**Brief**. Using the records below, copy out exactly the line that contains "[tag] white cowboy" and every line that follows it, up to and including the last, and no others.

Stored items
....

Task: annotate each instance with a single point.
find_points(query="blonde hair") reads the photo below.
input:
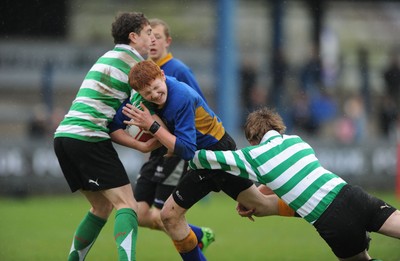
(143, 74)
(261, 121)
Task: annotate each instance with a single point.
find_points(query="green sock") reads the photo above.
(85, 235)
(125, 233)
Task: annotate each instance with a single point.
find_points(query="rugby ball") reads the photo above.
(138, 133)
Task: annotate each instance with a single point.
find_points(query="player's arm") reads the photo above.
(120, 137)
(282, 209)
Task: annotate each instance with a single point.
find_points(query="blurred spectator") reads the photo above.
(278, 73)
(38, 124)
(363, 63)
(248, 79)
(323, 109)
(390, 103)
(310, 74)
(351, 128)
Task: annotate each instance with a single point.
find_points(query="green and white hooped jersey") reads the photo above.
(287, 165)
(102, 92)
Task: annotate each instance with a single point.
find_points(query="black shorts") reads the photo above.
(90, 166)
(158, 177)
(196, 184)
(345, 223)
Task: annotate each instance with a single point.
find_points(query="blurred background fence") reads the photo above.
(329, 67)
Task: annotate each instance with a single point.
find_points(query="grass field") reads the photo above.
(41, 228)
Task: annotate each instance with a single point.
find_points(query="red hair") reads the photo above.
(143, 74)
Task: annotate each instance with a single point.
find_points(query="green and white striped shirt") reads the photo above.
(287, 165)
(102, 92)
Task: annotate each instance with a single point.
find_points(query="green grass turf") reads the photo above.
(41, 228)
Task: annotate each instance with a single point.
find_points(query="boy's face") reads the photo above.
(159, 48)
(156, 92)
(144, 40)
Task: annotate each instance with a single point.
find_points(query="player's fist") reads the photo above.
(244, 212)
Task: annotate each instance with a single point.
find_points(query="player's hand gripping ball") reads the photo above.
(138, 133)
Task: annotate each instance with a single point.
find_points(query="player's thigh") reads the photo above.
(101, 206)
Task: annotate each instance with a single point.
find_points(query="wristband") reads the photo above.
(154, 127)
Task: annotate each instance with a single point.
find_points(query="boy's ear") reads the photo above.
(132, 36)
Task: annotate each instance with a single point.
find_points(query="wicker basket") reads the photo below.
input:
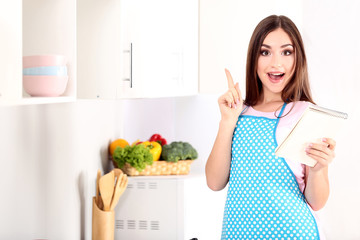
(182, 167)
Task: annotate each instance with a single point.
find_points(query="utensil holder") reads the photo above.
(103, 223)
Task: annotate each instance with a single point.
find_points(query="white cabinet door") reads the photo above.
(98, 48)
(137, 48)
(160, 56)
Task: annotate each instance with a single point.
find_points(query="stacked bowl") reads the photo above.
(45, 75)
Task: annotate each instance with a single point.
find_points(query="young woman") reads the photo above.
(268, 197)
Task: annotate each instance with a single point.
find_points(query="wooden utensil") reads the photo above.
(120, 187)
(106, 186)
(97, 195)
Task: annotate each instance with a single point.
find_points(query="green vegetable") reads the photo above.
(138, 156)
(176, 151)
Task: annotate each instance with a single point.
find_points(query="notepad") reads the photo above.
(314, 124)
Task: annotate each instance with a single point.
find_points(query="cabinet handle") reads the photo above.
(130, 53)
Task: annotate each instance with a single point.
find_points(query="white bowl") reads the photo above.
(45, 86)
(43, 60)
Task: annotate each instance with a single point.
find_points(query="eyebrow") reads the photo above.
(283, 46)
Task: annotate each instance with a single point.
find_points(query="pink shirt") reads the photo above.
(286, 123)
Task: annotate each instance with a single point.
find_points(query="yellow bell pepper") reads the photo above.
(155, 149)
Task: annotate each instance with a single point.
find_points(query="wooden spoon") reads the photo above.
(106, 187)
(120, 187)
(97, 195)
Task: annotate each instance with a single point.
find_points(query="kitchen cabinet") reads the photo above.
(36, 27)
(166, 207)
(137, 48)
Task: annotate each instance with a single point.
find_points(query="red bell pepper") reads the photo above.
(158, 138)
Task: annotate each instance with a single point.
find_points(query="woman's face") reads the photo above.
(276, 62)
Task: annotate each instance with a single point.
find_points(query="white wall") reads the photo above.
(331, 35)
(49, 156)
(50, 153)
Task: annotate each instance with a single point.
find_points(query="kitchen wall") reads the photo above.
(50, 153)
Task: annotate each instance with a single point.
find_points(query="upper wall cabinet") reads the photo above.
(137, 48)
(35, 27)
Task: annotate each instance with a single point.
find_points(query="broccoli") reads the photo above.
(176, 151)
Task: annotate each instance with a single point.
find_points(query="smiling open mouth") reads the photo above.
(276, 76)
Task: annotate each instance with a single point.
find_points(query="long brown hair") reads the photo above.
(298, 88)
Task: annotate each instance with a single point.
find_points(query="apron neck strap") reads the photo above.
(282, 109)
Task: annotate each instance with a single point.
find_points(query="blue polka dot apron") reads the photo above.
(263, 200)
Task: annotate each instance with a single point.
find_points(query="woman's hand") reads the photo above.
(231, 102)
(323, 153)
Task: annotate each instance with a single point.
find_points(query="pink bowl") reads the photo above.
(43, 61)
(45, 86)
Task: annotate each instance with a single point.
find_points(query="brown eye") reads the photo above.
(287, 53)
(264, 53)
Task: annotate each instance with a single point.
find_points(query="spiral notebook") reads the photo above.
(314, 124)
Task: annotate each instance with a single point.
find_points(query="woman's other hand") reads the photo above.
(323, 153)
(231, 103)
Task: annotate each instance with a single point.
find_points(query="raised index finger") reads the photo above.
(229, 78)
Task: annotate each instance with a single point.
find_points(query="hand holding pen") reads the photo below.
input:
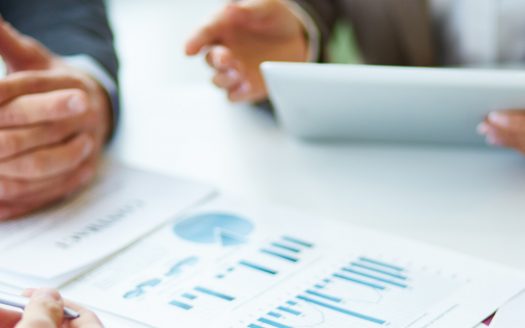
(46, 309)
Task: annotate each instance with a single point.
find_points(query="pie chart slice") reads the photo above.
(214, 228)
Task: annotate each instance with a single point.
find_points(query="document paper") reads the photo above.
(511, 314)
(121, 206)
(230, 264)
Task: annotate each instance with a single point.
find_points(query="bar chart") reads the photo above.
(364, 292)
(244, 278)
(259, 268)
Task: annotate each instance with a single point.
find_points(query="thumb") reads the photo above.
(21, 52)
(44, 310)
(255, 13)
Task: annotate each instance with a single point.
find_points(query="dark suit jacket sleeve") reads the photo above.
(66, 27)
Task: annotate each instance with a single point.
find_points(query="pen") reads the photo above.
(19, 302)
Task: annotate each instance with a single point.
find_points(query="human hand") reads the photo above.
(54, 120)
(505, 129)
(241, 37)
(46, 310)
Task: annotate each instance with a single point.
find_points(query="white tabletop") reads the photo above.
(469, 200)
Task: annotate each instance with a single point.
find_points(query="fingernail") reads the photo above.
(499, 119)
(482, 128)
(493, 141)
(241, 92)
(88, 147)
(245, 88)
(233, 75)
(76, 104)
(47, 294)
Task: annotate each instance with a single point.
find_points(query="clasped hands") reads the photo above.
(54, 120)
(246, 33)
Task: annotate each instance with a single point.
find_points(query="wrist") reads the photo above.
(311, 33)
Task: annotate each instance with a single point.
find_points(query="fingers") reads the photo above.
(254, 13)
(49, 162)
(9, 319)
(87, 318)
(21, 52)
(43, 107)
(45, 310)
(506, 129)
(222, 59)
(30, 82)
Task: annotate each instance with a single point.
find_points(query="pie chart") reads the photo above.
(214, 228)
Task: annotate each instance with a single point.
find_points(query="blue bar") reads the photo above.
(274, 314)
(340, 276)
(279, 255)
(370, 276)
(189, 296)
(257, 267)
(341, 310)
(383, 264)
(181, 305)
(325, 296)
(287, 309)
(298, 241)
(286, 247)
(213, 293)
(273, 323)
(393, 275)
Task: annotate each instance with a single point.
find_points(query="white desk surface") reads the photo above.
(470, 200)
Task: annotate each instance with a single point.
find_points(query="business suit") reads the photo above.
(66, 27)
(389, 32)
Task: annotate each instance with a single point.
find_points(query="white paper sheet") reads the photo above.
(228, 264)
(511, 315)
(122, 205)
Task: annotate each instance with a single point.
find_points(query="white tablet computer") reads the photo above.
(378, 103)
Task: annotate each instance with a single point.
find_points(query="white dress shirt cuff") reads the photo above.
(312, 30)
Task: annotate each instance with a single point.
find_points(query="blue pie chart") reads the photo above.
(214, 228)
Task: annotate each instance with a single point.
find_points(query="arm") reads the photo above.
(324, 14)
(77, 30)
(56, 112)
(66, 27)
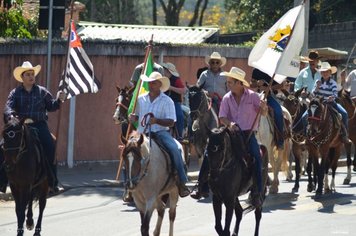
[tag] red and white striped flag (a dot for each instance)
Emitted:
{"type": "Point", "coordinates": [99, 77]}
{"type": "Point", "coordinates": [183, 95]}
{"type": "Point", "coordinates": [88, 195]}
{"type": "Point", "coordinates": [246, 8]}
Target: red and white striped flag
{"type": "Point", "coordinates": [79, 75]}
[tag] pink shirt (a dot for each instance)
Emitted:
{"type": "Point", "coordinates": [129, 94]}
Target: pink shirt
{"type": "Point", "coordinates": [243, 114]}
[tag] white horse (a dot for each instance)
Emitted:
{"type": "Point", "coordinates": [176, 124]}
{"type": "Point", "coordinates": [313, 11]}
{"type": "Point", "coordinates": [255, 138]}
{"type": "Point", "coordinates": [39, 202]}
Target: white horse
{"type": "Point", "coordinates": [150, 180]}
{"type": "Point", "coordinates": [279, 158]}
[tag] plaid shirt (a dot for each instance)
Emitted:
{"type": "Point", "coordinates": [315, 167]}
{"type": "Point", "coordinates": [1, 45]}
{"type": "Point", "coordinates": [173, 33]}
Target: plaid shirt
{"type": "Point", "coordinates": [33, 104]}
{"type": "Point", "coordinates": [162, 108]}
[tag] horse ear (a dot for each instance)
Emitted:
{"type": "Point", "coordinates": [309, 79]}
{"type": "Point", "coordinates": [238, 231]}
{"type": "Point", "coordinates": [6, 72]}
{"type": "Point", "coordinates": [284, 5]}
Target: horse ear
{"type": "Point", "coordinates": [123, 139]}
{"type": "Point", "coordinates": [140, 141]}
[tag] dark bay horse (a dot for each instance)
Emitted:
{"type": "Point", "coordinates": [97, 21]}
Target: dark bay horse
{"type": "Point", "coordinates": [230, 177]}
{"type": "Point", "coordinates": [203, 118]}
{"type": "Point", "coordinates": [324, 143]}
{"type": "Point", "coordinates": [151, 181]}
{"type": "Point", "coordinates": [297, 104]}
{"type": "Point", "coordinates": [26, 171]}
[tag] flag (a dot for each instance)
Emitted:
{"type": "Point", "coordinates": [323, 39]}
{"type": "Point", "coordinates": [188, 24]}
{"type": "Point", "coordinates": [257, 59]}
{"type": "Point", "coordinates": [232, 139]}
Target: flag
{"type": "Point", "coordinates": [277, 51]}
{"type": "Point", "coordinates": [79, 75]}
{"type": "Point", "coordinates": [141, 87]}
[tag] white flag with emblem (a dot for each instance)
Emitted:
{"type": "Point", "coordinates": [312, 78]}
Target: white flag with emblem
{"type": "Point", "coordinates": [277, 51]}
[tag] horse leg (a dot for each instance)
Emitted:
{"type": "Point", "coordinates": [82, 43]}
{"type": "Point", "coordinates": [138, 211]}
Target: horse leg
{"type": "Point", "coordinates": [29, 220]}
{"type": "Point", "coordinates": [258, 216]}
{"type": "Point", "coordinates": [297, 155]}
{"type": "Point", "coordinates": [347, 180]}
{"type": "Point", "coordinates": [217, 212]}
{"type": "Point", "coordinates": [229, 206]}
{"type": "Point", "coordinates": [160, 211]}
{"type": "Point", "coordinates": [42, 204]}
{"type": "Point", "coordinates": [238, 214]}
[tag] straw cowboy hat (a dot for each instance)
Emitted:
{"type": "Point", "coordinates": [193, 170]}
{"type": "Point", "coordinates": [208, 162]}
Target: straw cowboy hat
{"type": "Point", "coordinates": [238, 74]}
{"type": "Point", "coordinates": [157, 76]}
{"type": "Point", "coordinates": [325, 66]}
{"type": "Point", "coordinates": [313, 55]}
{"type": "Point", "coordinates": [26, 65]}
{"type": "Point", "coordinates": [215, 56]}
{"type": "Point", "coordinates": [171, 67]}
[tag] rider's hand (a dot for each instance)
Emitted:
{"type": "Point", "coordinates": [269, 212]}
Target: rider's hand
{"type": "Point", "coordinates": [61, 96]}
{"type": "Point", "coordinates": [13, 120]}
{"type": "Point", "coordinates": [133, 118]}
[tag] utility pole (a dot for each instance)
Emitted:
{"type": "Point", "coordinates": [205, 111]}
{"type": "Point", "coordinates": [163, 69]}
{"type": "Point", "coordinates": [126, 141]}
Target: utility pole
{"type": "Point", "coordinates": [306, 32]}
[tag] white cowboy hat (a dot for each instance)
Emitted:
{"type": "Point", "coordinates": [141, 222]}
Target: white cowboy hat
{"type": "Point", "coordinates": [325, 66]}
{"type": "Point", "coordinates": [171, 67]}
{"type": "Point", "coordinates": [215, 56]}
{"type": "Point", "coordinates": [26, 65]}
{"type": "Point", "coordinates": [238, 74]}
{"type": "Point", "coordinates": [157, 76]}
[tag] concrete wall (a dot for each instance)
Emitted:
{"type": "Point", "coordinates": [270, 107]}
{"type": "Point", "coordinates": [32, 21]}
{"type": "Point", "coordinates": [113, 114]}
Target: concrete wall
{"type": "Point", "coordinates": [96, 136]}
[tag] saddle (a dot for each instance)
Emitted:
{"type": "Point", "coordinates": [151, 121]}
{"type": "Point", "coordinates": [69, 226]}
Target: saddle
{"type": "Point", "coordinates": [287, 133]}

....

**Response to this task**.
[tag] white cowboy hat (a dot for each instance)
Emitted:
{"type": "Point", "coordinates": [141, 222]}
Target: white cowboy hat
{"type": "Point", "coordinates": [325, 66]}
{"type": "Point", "coordinates": [171, 67]}
{"type": "Point", "coordinates": [215, 56]}
{"type": "Point", "coordinates": [26, 65]}
{"type": "Point", "coordinates": [238, 74]}
{"type": "Point", "coordinates": [157, 76]}
[tag] concrete wall (a dot for each instance)
Emitted:
{"type": "Point", "coordinates": [270, 107]}
{"type": "Point", "coordinates": [32, 21]}
{"type": "Point", "coordinates": [113, 114]}
Target: concrete wall
{"type": "Point", "coordinates": [96, 136]}
[tag] saddle (a dot for each instance)
Emitted:
{"type": "Point", "coordinates": [151, 121]}
{"type": "Point", "coordinates": [69, 226]}
Target: saddle
{"type": "Point", "coordinates": [287, 133]}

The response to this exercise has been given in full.